··· Data listing

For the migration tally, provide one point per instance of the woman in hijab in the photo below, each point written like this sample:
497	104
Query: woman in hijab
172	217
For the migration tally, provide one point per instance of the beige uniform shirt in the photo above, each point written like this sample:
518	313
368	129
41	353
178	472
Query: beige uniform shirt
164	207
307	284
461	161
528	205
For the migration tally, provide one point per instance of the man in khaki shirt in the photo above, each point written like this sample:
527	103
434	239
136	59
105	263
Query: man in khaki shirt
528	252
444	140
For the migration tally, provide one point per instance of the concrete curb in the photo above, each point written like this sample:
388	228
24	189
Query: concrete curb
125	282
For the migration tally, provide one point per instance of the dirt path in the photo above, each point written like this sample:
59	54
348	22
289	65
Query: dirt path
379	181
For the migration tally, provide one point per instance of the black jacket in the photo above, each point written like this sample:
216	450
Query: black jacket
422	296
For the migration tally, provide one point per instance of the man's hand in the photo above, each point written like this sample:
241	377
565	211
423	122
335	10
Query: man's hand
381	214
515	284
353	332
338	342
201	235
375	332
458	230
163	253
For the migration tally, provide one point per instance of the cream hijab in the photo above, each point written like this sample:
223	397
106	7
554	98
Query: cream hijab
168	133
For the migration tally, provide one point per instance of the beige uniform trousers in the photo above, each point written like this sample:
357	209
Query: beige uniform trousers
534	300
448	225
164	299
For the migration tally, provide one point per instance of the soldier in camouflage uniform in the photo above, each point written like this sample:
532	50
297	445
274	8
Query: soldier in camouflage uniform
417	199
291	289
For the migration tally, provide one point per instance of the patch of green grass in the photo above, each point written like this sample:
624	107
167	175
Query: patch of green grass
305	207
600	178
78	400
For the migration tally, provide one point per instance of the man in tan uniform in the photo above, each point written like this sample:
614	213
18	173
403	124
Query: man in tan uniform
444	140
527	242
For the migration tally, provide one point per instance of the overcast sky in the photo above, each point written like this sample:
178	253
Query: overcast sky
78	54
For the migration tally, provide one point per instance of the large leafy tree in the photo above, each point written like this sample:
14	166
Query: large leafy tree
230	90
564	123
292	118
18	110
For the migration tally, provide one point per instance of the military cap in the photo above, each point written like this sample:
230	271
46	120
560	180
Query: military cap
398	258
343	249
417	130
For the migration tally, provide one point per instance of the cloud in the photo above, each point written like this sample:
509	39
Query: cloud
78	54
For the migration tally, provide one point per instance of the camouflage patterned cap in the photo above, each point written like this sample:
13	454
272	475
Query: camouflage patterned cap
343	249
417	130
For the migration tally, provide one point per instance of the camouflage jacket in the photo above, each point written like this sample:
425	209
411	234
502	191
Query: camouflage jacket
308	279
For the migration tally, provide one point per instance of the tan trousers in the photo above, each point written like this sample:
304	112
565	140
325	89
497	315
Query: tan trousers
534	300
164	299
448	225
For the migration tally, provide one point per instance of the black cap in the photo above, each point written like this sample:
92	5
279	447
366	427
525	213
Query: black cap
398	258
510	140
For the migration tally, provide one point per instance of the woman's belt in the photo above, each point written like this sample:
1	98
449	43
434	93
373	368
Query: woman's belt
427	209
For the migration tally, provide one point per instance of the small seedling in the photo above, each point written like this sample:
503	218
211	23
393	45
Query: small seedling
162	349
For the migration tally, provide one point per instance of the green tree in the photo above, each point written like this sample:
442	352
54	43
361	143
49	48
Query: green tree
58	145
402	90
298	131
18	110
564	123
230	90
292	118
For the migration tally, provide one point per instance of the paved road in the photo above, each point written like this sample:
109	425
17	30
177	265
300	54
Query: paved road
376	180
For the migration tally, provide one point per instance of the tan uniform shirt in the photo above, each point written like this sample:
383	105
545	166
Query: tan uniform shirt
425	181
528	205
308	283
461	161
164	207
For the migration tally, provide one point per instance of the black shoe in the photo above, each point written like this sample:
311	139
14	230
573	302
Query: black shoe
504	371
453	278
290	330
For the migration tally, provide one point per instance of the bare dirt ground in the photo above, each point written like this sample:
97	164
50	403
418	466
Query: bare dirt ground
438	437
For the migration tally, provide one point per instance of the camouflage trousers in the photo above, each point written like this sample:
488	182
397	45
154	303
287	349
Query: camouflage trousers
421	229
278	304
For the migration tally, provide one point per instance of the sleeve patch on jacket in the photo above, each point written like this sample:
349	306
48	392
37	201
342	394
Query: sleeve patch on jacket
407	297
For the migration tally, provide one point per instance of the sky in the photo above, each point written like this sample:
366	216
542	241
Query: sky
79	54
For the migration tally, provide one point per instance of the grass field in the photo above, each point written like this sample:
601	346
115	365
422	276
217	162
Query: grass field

······

Copy all the records above precisely.

Exercise result:
For the migration tally, provide one point per instance of the woman in hijab in the photo below, each point written like this sample:
497	104
Query: woman in hijab
172	217
For the migration tally, provide one point per instance of the beige uniform shirt in the photo above, each point written like this sample:
518	313
368	129
41	353
178	472
Query: beige uniform shirt
164	207
307	284
461	161
528	205
For the migration tally, provide one point per instance of the man in khaki shirt in the photo above, each point written like this sample:
527	103
434	239
136	59
105	263
Query: man in khaki shirt
528	252
444	140
For the migration tally, provide one point per instance of the concrete curb in the photo above, each point written like this sample:
388	228
24	189
Query: concrete curb
125	282
For the migration tally, provide one point per instance of the dirt path in the photo above, each point written like this sample:
59	54
348	22
289	65
Query: dirt path
379	181
For the migration tally, provide one point per instance of the black jacket in the photo above, each point written like this sample:
216	450
Query: black jacket
422	296
For the migration tally, provide one point per instance of the man's hand in the photo above, each point written like this sample:
241	377
565	211
423	122
335	10
Query: man's hand
381	214
515	284
353	332
338	342
201	235
375	332
458	230
163	253
For the migration tally, provide one point per instance of the cream hijab in the photo above, each point written like this sample:
223	397
106	7
554	98
Query: cream hijab
168	133
For the migration tally, provide one point per instance of the beige uniform trousers in the photo above, each point written like this sample:
357	209
Query: beige uniform trousers
534	300
448	225
164	299
For the migration tally, provide one point per instance of the soldier in camouflage uniform in the photo above, each point written like this sample:
532	50
297	445
274	8
Query: soldier in camouflage uniform
417	199
291	289
For the migration tally, provide one point per instance of the patch of green grass in the photo above, each point written like this sample:
624	107
167	175
Query: patch of green grass
305	207
600	178
78	400
For the migration tally, provide one point per instance of the man in tan uniform in the photo above, each point written like this sample:
614	213
18	173
403	124
Query: man in tan uniform
444	140
527	242
For the migration tally, provide one point per instance of the overcast sky in the photo above, each point written like this sample:
178	253
Query: overcast sky
78	54
For the migration tally, provide one point per instance of the large leafy tree in the photo above, each point written like this sample:
14	166
Query: large leafy tree
230	90
564	123
292	118
18	110
For the migration tally, provide one point per instance of the military cap in the photo above, each point written like this sample:
230	271
46	120
560	180
Query: military cap
398	258
343	249
417	130
For the migration tally, provide one point per instance of the cloud in the photo above, each point written like this sample:
509	39
Query: cloud
78	54
For the migration tally, provide one point per instance of the camouflage patterned cap in the photo above, each point written like this sample:
13	454
272	475
Query: camouflage patterned cap
343	249
417	130
For the migration tally, provide one point per instance of the camouflage jacket in the photo above, each point written like this sample:
425	209
411	234
502	191
Query: camouflage jacket
308	279
For the migration tally, provide one point per instance of the tan trousers in the photo above, each point written like this sample:
304	112
565	140
325	89
497	315
Query: tan trousers
534	300
164	299
448	225
For the migration tally, provide one point per instance of the black cap in the photo above, each point written like this sample:
92	5
279	447
366	427
525	213
Query: black cap
398	258
510	140
For the migration tally, provide one point per instance of the woman's belt in the photo above, each point written like this sample:
1	98
449	43
434	93
373	368
Query: woman's belt
427	209
For the migration tally, provide one point per instance of the small seedling in the photo above, each point written like this sample:
503	218
211	23
393	45
Query: small seedling
162	349
For the migration tally, provide one point per instance of the green tree in the photo above, each point written like this sample:
442	352
54	43
361	143
49	48
Query: green tree
58	145
402	90
298	131
18	110
564	123
230	90
292	118
For the migration tally, provide one point per instance of the paved road in the photo above, each point written like this sample:
109	425
17	30
177	265
300	54
Query: paved road
376	180
For the migration tally, provide one point per instance of the tan uniform shirt in the photo above, each point written like this sample:
383	105
545	166
Query: tan uniform shirt
425	181
528	205
308	283
461	161
164	207
For the migration tally, provide one point per instance of the black shoe in the photo above, each point written like this sample:
311	139
14	230
573	302
Query: black shoe
504	371
453	278
290	330
For the migration tally, provide one point per instance of the bare dirt ground in the photo above, each point written like this sample:
97	164
50	403
418	466
Query: bare dirt ground
438	437
For the migration tally, provide one point per instance of the camouflage trousers in the photo above, each point written like this sample:
488	182
397	45
154	303
287	349
Query: camouflage trousers
421	229
278	304
For the migration tally, provide one point per instance of the sleeve patch on jacket in the photo above, each point written like this sample:
349	306
48	392
37	201
342	394
Query: sleeve patch on jacket
407	297
For the migration tally, provide one point per instance of the sky in the photo above, each point written like this sample:
366	216
542	241
Query: sky
79	54
For the migration tally, provide one point per instance of the grass field in the photo above, each point written like this sample:
601	346
115	365
422	276
217	162
Query: grass field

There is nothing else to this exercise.